Momento Portugal Moderno
Museu Calouste Gulbenkian - Criado graças ao rico magnata armênio do petróleo, que mudou-se para o neutro Portugal durante a 2ª Guerra Mundial, o museu faz parte da instituição beneficente legada a Portugal pelo multimilionário (a Fundação Calouste Gulbenkian, que além do Museu Gulbenkian e do Museu de Arte Moderna, possui uma orquestra sinfônica, uma companhia de balé, bibliotecas de arte e patrocina bolsas e atividades artísticas. http://www.gulbenkian.pt/
Os jardins da Fundação são uma delícia à parte. E eu acabei passando a tarde lá dentro.
Um amigo me informa que saiu aí na Folha de São Paulo que Portugal é o país mais preguiçoso da EU. E é verdade. Não vejo ninguém se exercitando nos parques ou nas ruas. O conceito de exercício é praticamente inexistente. Há duas academias gigantescas nos dois shoppings da cidade, que custam uma fortuna para freqüentar. Eu fui andar no parque de manhã cedo e só encontrei estrangeiros. Principalmente americanos/as. Todos correndo é claro, que americano não anda, faz jogging. Sempre com shorts, moletom de universidade e boné.
Momento sociedade: As mulheres portuguesas.
Alguém me explica porque as mulheres portuguesas além daquela cara de poucos amigos que têm o tempo todo, gritam tanto com os coitados dos homens portugueses? Não é brincadeira não. Em todo lugar, em qualquer idade acima dos 18, não se espante se, de repente, naquele casal discreto ao seu lado, a parte feminina desandar a falar alto, quase sempre desancando o homem que, por sua vez, nunca levanta a voz com ela, fica olhando para os lados, completamente embaraçado, vermelho de vergonha, enquanto ela continua descendo o cacete nele. Os motivos variam, já ouvi uma namorada gritando com o namorado porque ele estava falando demais no celular, uma mulher de meia-idade irritadíssima com a marca de molho de tomate errada que o marido havia colocado no carrinho do supermercado quando já estavam no caixa e uma velhota de uns 70 anos a berrar na calçada com o velhote que havia estacionado mal o carro... o pior é que elas repetem tudo o que eles dizem e a cada frase os decibéis vão crescendo de intensidade...seja qual for o motivo é impressionante ver a transformação delas em uma verdadeira banshee... eu fico boquiaberta...mais boquiaberta em ver que eles não dão um tapão no meio da orelha delas...(
Momento Que Língua é Essa?
- Comprando pratos e talheres, a moça do caixa me pergunta: “é para oferta?” (???) levei alguns segundos para entender que ela queria saber se era para embrulhar para presente...
- Anúncio de uma marca de chocolates “dá vontade de trincar”, ou seja, dá vontade de morder.
- Aviso do homem do tempo na rádio: “não deixem de sair com os chapéus de chuva”, entenda-se “guarda-chuvas”.
- “Não tem hipótese” – não tem jeito, não tem como.
machucar – magoar – ferir – aleijar
Se você cair e se esfolar todo, escorregar e bater a cabeça você magoou-se. Magoado também vai ficar se alguém partir seu coração.

────────────────

» **A fazer**: Transcreva o trecho sobre Portugal a partir das palavras que contêm "Momento Portugal Moderno", parando logo depois de "tarde lá dentro.". Os itens vêm de outra fonte, sem ligação com o trecho sobre Portugal.

» **Itens de dados**:
────────────────

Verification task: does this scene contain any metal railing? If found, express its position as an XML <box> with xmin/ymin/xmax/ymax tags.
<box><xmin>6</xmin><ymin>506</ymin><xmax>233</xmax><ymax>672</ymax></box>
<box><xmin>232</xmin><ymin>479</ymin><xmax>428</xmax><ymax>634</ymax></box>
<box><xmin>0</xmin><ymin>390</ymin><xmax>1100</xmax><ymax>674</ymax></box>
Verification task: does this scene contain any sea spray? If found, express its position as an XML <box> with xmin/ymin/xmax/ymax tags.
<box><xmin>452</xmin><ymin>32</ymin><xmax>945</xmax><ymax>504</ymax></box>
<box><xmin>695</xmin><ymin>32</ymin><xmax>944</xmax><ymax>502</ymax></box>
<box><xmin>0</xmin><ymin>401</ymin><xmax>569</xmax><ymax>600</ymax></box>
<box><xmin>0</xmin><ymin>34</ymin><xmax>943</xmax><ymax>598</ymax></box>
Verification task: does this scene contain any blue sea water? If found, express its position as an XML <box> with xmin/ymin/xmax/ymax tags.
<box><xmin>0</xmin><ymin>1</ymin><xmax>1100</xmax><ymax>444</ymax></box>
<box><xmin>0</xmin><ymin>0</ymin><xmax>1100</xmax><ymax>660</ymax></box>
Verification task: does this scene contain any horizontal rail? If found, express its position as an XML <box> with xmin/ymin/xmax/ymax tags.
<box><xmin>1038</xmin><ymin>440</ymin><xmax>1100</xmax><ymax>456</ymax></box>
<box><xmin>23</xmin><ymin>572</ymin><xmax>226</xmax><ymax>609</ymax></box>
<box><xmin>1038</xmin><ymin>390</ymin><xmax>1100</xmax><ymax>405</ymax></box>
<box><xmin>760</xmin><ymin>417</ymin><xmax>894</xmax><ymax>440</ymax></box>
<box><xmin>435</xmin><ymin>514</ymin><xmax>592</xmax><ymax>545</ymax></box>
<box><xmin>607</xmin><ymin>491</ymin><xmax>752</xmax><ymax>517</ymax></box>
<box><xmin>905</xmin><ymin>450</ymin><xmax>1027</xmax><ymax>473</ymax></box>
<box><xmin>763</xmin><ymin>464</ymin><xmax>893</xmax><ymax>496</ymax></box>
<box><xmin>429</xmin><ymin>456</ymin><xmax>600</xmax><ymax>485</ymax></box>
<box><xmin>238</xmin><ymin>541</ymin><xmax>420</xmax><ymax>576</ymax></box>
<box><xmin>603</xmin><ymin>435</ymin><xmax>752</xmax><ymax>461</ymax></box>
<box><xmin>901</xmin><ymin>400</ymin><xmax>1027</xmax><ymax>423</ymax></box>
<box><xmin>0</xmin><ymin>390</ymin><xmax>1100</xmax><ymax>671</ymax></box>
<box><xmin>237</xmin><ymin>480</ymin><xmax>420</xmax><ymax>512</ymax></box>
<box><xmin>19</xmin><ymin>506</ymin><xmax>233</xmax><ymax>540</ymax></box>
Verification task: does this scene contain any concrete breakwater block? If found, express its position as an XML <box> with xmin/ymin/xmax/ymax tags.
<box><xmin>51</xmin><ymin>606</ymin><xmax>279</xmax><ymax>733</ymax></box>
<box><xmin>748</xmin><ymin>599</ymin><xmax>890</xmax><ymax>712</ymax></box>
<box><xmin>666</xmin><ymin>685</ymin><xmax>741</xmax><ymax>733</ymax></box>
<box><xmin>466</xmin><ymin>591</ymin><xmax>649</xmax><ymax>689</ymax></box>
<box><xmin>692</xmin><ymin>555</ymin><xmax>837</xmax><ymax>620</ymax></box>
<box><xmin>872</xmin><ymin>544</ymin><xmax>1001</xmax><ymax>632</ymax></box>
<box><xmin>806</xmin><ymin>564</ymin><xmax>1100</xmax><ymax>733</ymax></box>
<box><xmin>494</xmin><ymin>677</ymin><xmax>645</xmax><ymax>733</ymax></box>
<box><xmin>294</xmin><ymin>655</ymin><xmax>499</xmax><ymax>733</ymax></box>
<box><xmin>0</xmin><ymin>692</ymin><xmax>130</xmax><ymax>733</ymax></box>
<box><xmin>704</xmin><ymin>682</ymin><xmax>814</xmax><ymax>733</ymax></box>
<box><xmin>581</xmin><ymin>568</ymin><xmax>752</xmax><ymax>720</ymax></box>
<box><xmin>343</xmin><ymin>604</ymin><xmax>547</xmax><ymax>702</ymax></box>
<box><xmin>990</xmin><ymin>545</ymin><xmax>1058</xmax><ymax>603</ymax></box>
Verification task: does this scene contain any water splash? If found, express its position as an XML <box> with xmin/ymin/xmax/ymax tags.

────────────────

» **Exercício resolvido**:
Momento Portugal Moderno
Museu Calouste Gulbenkian - Criado graças ao rico magnata armênio do petróleo, que mudou-se para o neutro Portugal durante a 2ª Guerra Mundial, o museu faz parte da instituição beneficente legada a Portugal pelo multimilionário (a Fundação Calouste Gulbenkian, que além do Museu Gulbenkian e do Museu de Arte Moderna, possui uma orquestra sinfônica, uma companhia de balé, bibliotecas de arte e patrocina bolsas e atividades artísticas. http://www.gulbenkian.pt/
Os jardins da Fundação são uma delícia à parte. E eu acabei passando a tarde lá dentro.